------ Entries supplied

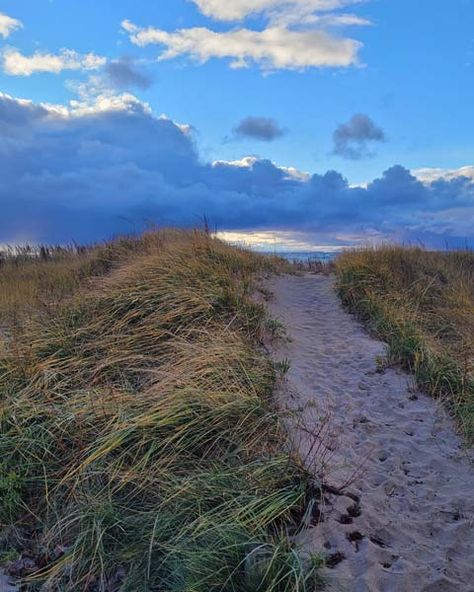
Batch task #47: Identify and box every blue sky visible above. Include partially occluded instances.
[0,0,474,246]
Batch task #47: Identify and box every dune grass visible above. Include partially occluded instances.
[0,231,319,592]
[336,246,474,442]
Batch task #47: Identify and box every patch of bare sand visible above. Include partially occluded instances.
[266,275,474,592]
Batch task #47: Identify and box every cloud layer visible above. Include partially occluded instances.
[1,47,107,76]
[105,57,152,90]
[192,0,360,21]
[0,12,23,39]
[333,113,385,160]
[122,20,361,70]
[0,94,474,245]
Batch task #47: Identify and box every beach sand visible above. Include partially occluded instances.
[265,274,474,592]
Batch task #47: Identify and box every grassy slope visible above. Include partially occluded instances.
[0,231,320,592]
[337,246,474,441]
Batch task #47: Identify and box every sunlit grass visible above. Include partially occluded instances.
[0,231,319,592]
[336,246,474,441]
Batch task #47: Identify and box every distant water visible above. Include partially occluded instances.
[267,251,338,261]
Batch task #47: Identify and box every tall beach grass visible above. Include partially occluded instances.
[0,230,318,592]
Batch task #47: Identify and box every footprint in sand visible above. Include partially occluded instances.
[266,274,474,592]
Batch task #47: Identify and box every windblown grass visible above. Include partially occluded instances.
[0,231,317,592]
[336,246,474,441]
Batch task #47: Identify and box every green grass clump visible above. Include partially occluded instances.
[336,246,474,442]
[0,231,319,592]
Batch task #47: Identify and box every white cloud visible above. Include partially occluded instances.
[192,0,360,21]
[0,12,23,39]
[413,165,474,183]
[122,21,361,70]
[1,47,107,76]
[212,156,311,182]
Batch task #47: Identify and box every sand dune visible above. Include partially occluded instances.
[267,275,474,592]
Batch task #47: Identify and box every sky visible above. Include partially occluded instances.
[0,0,474,250]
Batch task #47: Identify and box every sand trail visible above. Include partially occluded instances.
[267,274,474,592]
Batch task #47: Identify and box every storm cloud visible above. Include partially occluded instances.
[333,113,385,160]
[0,94,474,245]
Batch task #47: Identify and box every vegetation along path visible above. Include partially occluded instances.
[267,274,474,592]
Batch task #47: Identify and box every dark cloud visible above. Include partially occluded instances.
[0,95,474,246]
[105,57,152,90]
[333,113,385,160]
[234,117,285,142]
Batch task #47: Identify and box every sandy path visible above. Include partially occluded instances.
[267,275,474,592]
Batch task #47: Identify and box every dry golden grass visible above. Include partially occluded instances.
[0,231,322,592]
[336,246,474,441]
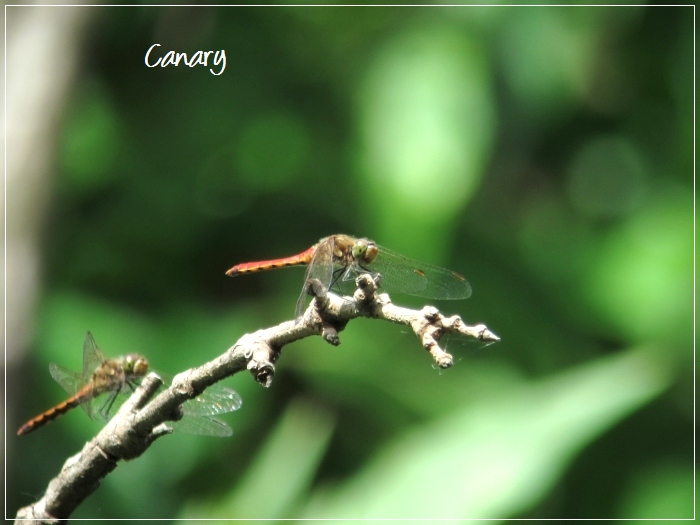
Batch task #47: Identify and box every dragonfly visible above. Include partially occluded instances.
[226,234,472,321]
[17,332,242,437]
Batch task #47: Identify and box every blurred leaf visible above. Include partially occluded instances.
[184,400,334,519]
[619,463,695,519]
[303,350,670,518]
[358,21,496,255]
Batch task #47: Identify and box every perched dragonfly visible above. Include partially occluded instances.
[226,234,472,320]
[17,332,242,437]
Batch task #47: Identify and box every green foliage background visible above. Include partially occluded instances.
[6,7,694,518]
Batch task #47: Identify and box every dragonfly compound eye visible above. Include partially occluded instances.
[352,239,377,264]
[352,239,367,261]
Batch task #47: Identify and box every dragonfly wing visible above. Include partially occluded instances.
[167,415,233,437]
[367,248,471,299]
[49,363,82,396]
[182,385,243,416]
[49,363,100,418]
[294,236,334,322]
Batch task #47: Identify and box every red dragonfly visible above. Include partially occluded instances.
[226,234,472,321]
[17,332,242,437]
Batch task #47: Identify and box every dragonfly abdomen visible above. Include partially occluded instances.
[17,388,92,436]
[226,246,316,277]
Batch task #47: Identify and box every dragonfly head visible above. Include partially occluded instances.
[124,354,148,376]
[352,239,377,265]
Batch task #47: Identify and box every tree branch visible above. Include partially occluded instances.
[16,274,499,523]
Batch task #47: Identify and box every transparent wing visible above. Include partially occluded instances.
[360,247,472,299]
[167,416,233,437]
[182,385,243,416]
[49,363,83,396]
[294,236,334,322]
[156,371,243,416]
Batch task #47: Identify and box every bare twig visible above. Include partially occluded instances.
[16,274,499,523]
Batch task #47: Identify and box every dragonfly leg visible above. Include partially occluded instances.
[100,389,121,419]
[329,268,347,288]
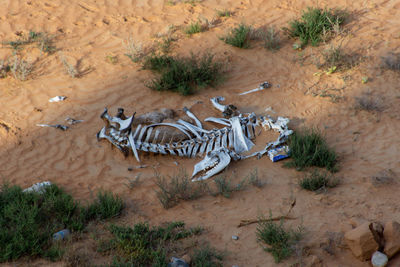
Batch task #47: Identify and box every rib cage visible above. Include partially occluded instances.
[97,97,293,165]
[98,108,256,158]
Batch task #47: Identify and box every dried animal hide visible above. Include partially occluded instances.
[97,97,293,181]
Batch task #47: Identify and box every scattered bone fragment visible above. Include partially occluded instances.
[36,124,69,131]
[239,82,271,95]
[49,95,67,103]
[65,117,83,125]
[383,221,400,258]
[97,95,293,181]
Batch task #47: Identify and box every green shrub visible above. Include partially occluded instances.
[185,22,205,35]
[191,245,223,267]
[285,7,347,46]
[143,54,224,95]
[88,191,124,219]
[221,23,252,48]
[299,170,338,191]
[104,222,201,266]
[0,184,123,262]
[286,129,337,172]
[257,220,302,263]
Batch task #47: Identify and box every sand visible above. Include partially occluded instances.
[0,0,400,266]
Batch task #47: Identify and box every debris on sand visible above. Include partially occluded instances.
[239,82,271,95]
[49,95,67,103]
[36,124,69,131]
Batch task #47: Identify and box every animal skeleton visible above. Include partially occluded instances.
[97,97,293,181]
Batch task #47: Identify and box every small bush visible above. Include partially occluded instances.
[3,31,56,54]
[58,51,79,78]
[0,184,80,262]
[354,93,384,112]
[382,53,400,71]
[0,184,123,262]
[143,54,224,95]
[212,176,247,198]
[88,191,124,219]
[221,23,252,48]
[257,220,302,263]
[299,170,338,191]
[0,60,11,79]
[286,129,337,172]
[261,27,281,51]
[284,7,347,46]
[191,245,223,267]
[104,222,200,266]
[10,55,33,81]
[156,170,206,209]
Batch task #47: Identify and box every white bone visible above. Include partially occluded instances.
[183,107,203,128]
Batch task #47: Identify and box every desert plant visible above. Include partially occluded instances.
[156,170,206,209]
[103,222,201,266]
[299,169,338,192]
[354,92,384,112]
[211,176,247,198]
[257,219,303,263]
[261,27,281,51]
[185,21,206,35]
[284,7,347,46]
[10,55,33,81]
[286,128,337,172]
[3,31,56,54]
[123,36,146,63]
[217,9,233,17]
[143,53,225,95]
[0,60,11,79]
[191,245,224,267]
[220,23,252,48]
[382,53,400,71]
[0,184,123,262]
[87,191,124,219]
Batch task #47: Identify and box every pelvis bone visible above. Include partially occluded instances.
[97,97,293,181]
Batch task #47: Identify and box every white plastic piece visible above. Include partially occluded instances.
[49,95,67,103]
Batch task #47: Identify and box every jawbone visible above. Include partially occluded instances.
[192,147,231,182]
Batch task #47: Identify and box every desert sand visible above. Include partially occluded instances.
[0,0,400,266]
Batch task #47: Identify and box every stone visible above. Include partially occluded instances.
[371,251,389,267]
[344,222,379,261]
[383,221,400,258]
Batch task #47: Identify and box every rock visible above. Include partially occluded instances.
[168,257,189,267]
[344,222,379,261]
[371,251,388,267]
[383,221,400,258]
[306,255,323,267]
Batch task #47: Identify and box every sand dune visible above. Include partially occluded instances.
[0,0,400,266]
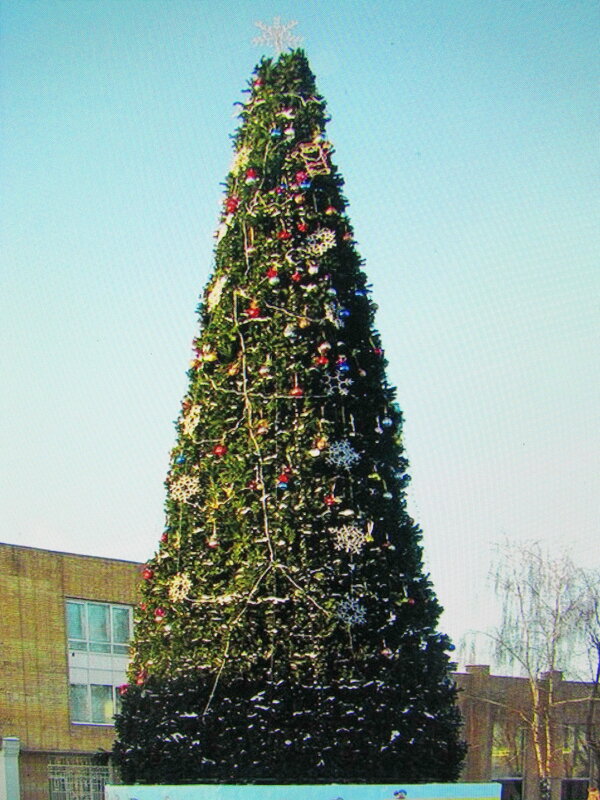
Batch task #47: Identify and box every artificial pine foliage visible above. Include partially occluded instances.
[114,50,464,783]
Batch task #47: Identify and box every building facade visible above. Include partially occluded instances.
[0,544,593,800]
[0,544,139,800]
[455,665,600,800]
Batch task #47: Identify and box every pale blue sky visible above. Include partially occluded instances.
[0,0,600,672]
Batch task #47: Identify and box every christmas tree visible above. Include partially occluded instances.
[114,45,464,783]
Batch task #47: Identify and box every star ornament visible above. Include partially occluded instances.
[252,17,302,55]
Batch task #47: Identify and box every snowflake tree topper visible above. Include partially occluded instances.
[252,17,302,55]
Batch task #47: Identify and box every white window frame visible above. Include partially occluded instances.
[65,597,133,727]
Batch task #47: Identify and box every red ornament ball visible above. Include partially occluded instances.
[225,194,240,214]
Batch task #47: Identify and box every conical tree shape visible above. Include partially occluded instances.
[114,51,464,783]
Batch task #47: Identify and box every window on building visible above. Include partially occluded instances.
[492,719,525,778]
[67,600,131,655]
[48,756,111,800]
[66,599,132,725]
[494,778,523,800]
[563,722,590,778]
[492,718,525,800]
[560,778,589,800]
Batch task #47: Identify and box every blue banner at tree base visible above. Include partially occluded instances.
[104,783,502,800]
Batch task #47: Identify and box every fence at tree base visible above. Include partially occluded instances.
[105,783,502,800]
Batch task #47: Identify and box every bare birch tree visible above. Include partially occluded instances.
[464,541,600,797]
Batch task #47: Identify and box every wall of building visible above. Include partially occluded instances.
[0,544,591,800]
[0,544,139,800]
[454,665,593,800]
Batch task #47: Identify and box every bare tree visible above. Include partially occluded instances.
[464,541,600,797]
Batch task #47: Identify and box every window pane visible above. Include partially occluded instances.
[112,608,130,644]
[69,683,90,722]
[91,684,114,722]
[88,603,110,649]
[67,602,85,639]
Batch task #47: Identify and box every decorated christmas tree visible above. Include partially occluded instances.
[114,40,464,783]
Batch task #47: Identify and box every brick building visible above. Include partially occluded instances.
[0,544,139,800]
[455,665,593,800]
[0,544,591,800]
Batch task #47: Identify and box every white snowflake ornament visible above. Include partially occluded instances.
[252,17,302,55]
[324,375,354,397]
[305,228,335,256]
[337,595,367,625]
[329,525,368,555]
[325,439,360,470]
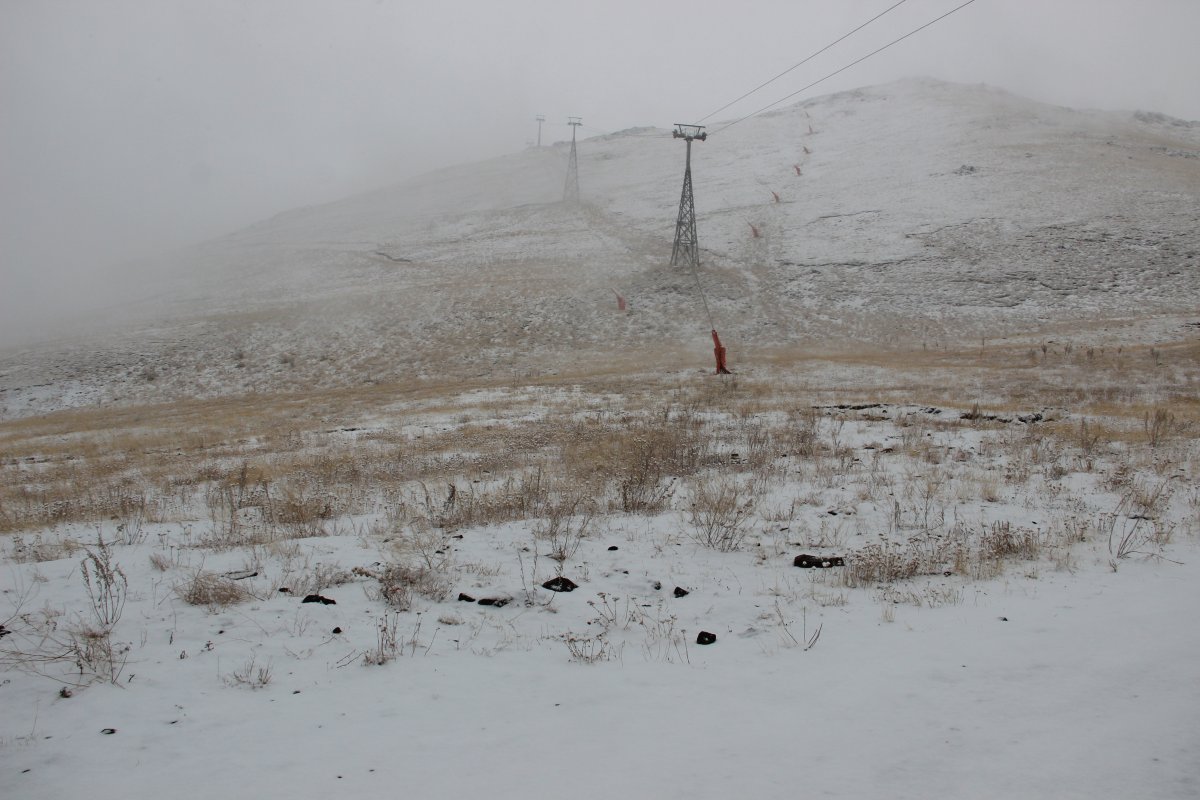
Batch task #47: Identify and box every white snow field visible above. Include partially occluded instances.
[0,79,1200,800]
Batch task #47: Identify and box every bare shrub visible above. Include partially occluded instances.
[175,570,252,610]
[79,537,130,631]
[288,564,354,595]
[533,495,595,561]
[563,417,708,513]
[841,543,925,589]
[979,522,1043,561]
[562,633,620,664]
[1103,480,1174,569]
[353,564,452,612]
[1141,405,1176,447]
[688,477,755,553]
[362,613,403,667]
[223,656,271,688]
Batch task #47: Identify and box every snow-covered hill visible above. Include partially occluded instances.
[0,79,1200,415]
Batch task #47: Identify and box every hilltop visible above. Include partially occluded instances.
[0,79,1200,416]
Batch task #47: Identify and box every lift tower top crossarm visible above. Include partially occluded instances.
[671,122,708,272]
[671,122,708,142]
[563,116,583,204]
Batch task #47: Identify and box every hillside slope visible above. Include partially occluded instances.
[0,79,1200,416]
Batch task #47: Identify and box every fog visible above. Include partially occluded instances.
[0,0,1200,344]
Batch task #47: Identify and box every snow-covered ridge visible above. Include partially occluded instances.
[0,78,1200,415]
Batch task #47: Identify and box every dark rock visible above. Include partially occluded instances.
[792,553,846,570]
[541,576,580,591]
[223,570,258,581]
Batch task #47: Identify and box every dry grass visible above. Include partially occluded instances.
[175,570,253,612]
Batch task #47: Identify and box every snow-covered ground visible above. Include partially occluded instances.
[0,80,1200,800]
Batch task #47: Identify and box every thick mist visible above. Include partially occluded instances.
[0,0,1200,345]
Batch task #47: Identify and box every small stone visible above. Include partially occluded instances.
[541,576,580,591]
[792,553,846,570]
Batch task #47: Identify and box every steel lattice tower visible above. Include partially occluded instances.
[671,124,708,269]
[563,116,583,203]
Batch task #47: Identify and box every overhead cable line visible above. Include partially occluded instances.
[708,0,976,136]
[696,0,908,122]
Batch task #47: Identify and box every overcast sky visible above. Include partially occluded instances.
[7,0,1200,344]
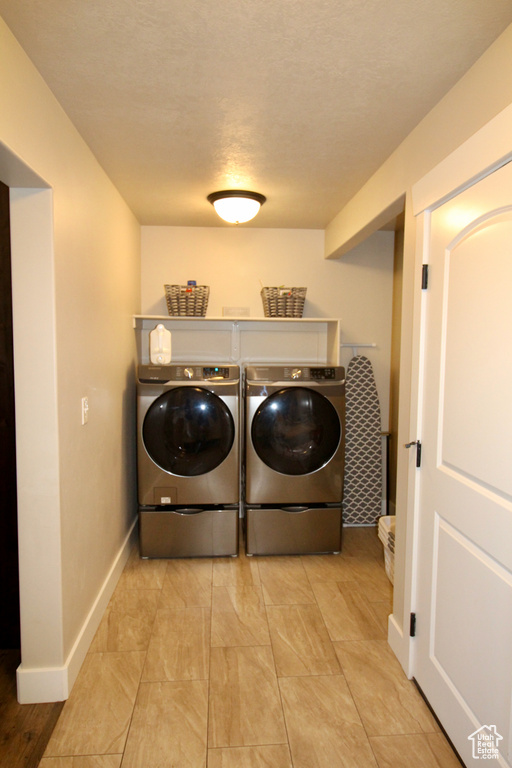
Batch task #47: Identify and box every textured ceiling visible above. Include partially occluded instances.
[0,0,512,228]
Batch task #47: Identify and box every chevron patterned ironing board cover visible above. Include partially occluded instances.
[343,355,382,525]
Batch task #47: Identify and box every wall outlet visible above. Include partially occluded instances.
[82,397,89,426]
[222,307,250,317]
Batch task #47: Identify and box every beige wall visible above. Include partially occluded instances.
[325,25,512,668]
[141,227,394,429]
[0,21,140,701]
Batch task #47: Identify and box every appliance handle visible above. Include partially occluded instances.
[246,379,345,389]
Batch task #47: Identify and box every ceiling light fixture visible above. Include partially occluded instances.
[207,189,267,224]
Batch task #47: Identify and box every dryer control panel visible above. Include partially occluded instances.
[246,365,345,382]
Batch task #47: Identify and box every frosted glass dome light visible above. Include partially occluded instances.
[207,189,267,224]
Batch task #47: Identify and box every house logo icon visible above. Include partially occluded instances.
[468,725,503,760]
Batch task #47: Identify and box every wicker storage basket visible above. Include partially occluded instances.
[164,285,210,317]
[261,288,307,317]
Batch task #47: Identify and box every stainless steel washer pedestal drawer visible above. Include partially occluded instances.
[139,505,238,557]
[245,506,342,555]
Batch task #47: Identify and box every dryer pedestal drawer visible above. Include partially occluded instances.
[139,505,238,557]
[245,505,341,555]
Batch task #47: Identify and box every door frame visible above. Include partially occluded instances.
[394,104,512,677]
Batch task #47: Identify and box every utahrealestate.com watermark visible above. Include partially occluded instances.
[468,725,503,760]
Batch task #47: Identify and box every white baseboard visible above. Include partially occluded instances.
[16,518,137,704]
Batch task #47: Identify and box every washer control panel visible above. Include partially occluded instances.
[138,363,240,383]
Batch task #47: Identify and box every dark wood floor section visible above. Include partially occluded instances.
[0,650,64,768]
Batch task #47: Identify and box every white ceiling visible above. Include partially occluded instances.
[0,0,512,228]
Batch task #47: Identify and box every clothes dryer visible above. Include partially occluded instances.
[137,363,240,557]
[245,365,345,554]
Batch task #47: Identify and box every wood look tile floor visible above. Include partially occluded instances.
[39,528,460,768]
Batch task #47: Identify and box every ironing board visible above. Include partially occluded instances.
[343,355,382,526]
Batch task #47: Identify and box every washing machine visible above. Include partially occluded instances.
[137,362,240,557]
[244,365,345,554]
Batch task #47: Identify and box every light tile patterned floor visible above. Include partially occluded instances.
[40,528,460,768]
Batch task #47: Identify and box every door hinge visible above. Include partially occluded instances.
[421,264,428,291]
[405,440,421,469]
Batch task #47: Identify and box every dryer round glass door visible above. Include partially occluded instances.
[142,387,235,477]
[251,387,341,475]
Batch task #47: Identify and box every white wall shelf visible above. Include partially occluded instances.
[133,315,340,365]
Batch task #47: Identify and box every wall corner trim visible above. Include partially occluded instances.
[16,518,137,704]
[388,614,412,678]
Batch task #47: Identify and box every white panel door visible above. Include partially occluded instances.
[411,159,512,766]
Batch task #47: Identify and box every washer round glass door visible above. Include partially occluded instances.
[251,387,341,475]
[142,387,235,477]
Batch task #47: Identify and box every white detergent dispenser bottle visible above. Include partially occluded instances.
[149,323,171,365]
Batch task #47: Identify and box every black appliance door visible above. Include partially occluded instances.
[251,387,341,475]
[142,387,235,477]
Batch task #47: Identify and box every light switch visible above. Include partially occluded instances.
[82,397,89,426]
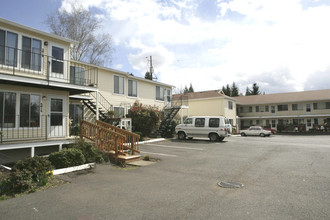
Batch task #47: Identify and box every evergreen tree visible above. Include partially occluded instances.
[231,82,239,97]
[188,83,194,92]
[144,72,152,80]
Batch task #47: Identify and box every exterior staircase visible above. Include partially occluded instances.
[83,92,113,121]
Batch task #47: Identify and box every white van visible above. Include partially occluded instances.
[175,116,231,141]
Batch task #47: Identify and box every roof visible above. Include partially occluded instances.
[235,89,330,105]
[0,17,78,44]
[173,90,236,100]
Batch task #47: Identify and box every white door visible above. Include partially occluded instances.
[47,96,67,137]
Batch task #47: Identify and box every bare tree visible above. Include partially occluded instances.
[45,4,113,65]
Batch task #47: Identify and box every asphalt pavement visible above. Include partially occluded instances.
[0,135,330,220]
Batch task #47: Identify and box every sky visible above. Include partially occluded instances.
[0,0,330,94]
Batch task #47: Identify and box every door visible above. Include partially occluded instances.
[47,96,67,137]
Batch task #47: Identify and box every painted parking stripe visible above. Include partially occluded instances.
[145,144,204,150]
[140,151,177,157]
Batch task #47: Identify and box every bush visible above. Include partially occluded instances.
[8,169,34,193]
[13,156,53,186]
[49,148,86,169]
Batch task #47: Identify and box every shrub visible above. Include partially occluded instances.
[49,148,86,169]
[13,156,53,186]
[8,169,34,193]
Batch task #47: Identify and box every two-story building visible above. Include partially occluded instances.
[235,89,330,131]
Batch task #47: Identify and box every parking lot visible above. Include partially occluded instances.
[0,135,330,219]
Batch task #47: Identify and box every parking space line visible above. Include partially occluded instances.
[140,151,177,157]
[145,144,204,151]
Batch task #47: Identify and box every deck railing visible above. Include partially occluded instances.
[96,120,140,155]
[80,120,126,157]
[0,45,98,87]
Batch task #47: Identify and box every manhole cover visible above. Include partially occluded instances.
[218,182,244,188]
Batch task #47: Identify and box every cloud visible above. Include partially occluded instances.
[62,0,330,93]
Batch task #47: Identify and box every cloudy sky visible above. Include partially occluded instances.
[0,0,330,94]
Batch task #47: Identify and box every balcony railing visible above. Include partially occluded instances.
[0,113,70,144]
[0,45,98,87]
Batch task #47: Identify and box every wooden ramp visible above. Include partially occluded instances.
[80,120,140,163]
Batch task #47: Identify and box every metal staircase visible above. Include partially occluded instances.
[83,92,113,121]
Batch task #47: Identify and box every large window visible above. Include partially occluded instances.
[113,76,124,94]
[228,101,233,109]
[114,107,125,118]
[277,105,289,112]
[128,79,137,97]
[0,30,18,67]
[156,86,164,101]
[52,46,64,74]
[20,94,40,127]
[21,36,41,71]
[0,92,16,128]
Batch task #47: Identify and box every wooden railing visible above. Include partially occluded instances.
[80,120,126,157]
[96,120,140,155]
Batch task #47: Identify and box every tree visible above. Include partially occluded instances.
[45,4,113,65]
[230,82,239,97]
[144,72,152,80]
[188,83,194,92]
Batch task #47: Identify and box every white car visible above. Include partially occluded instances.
[241,126,272,137]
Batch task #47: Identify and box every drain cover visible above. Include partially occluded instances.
[218,182,244,188]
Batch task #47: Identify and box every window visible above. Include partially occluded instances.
[20,94,40,127]
[228,101,233,109]
[113,76,124,94]
[195,118,205,127]
[0,92,16,128]
[0,30,18,67]
[277,105,289,112]
[156,86,164,101]
[21,36,41,71]
[128,79,137,97]
[209,118,220,128]
[325,102,330,109]
[270,106,275,114]
[52,46,64,74]
[113,107,125,118]
[184,118,192,125]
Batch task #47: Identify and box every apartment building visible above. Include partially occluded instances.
[235,89,330,131]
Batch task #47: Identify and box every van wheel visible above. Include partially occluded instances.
[178,132,186,140]
[209,133,219,142]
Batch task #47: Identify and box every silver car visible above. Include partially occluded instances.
[241,126,272,137]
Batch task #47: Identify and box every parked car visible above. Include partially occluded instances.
[175,116,231,141]
[241,126,272,137]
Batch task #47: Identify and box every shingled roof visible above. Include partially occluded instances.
[235,89,330,105]
[173,90,232,100]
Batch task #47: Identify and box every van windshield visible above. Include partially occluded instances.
[184,118,192,124]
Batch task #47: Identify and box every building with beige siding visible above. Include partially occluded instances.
[235,89,330,131]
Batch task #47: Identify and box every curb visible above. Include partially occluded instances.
[139,138,165,144]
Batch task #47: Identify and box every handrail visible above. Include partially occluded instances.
[96,120,140,155]
[90,92,113,112]
[80,120,126,157]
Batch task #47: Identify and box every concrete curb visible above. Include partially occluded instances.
[53,163,95,176]
[139,138,165,144]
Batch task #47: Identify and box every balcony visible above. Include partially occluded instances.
[0,46,98,92]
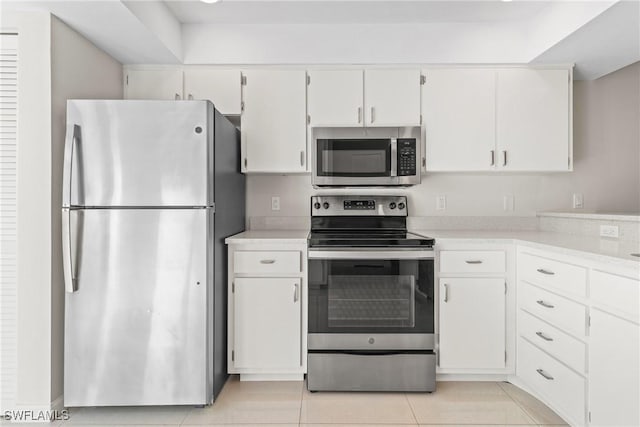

------------

Count the lines above that contain the string "tile", and reply with the number alone.

### Expected answer
2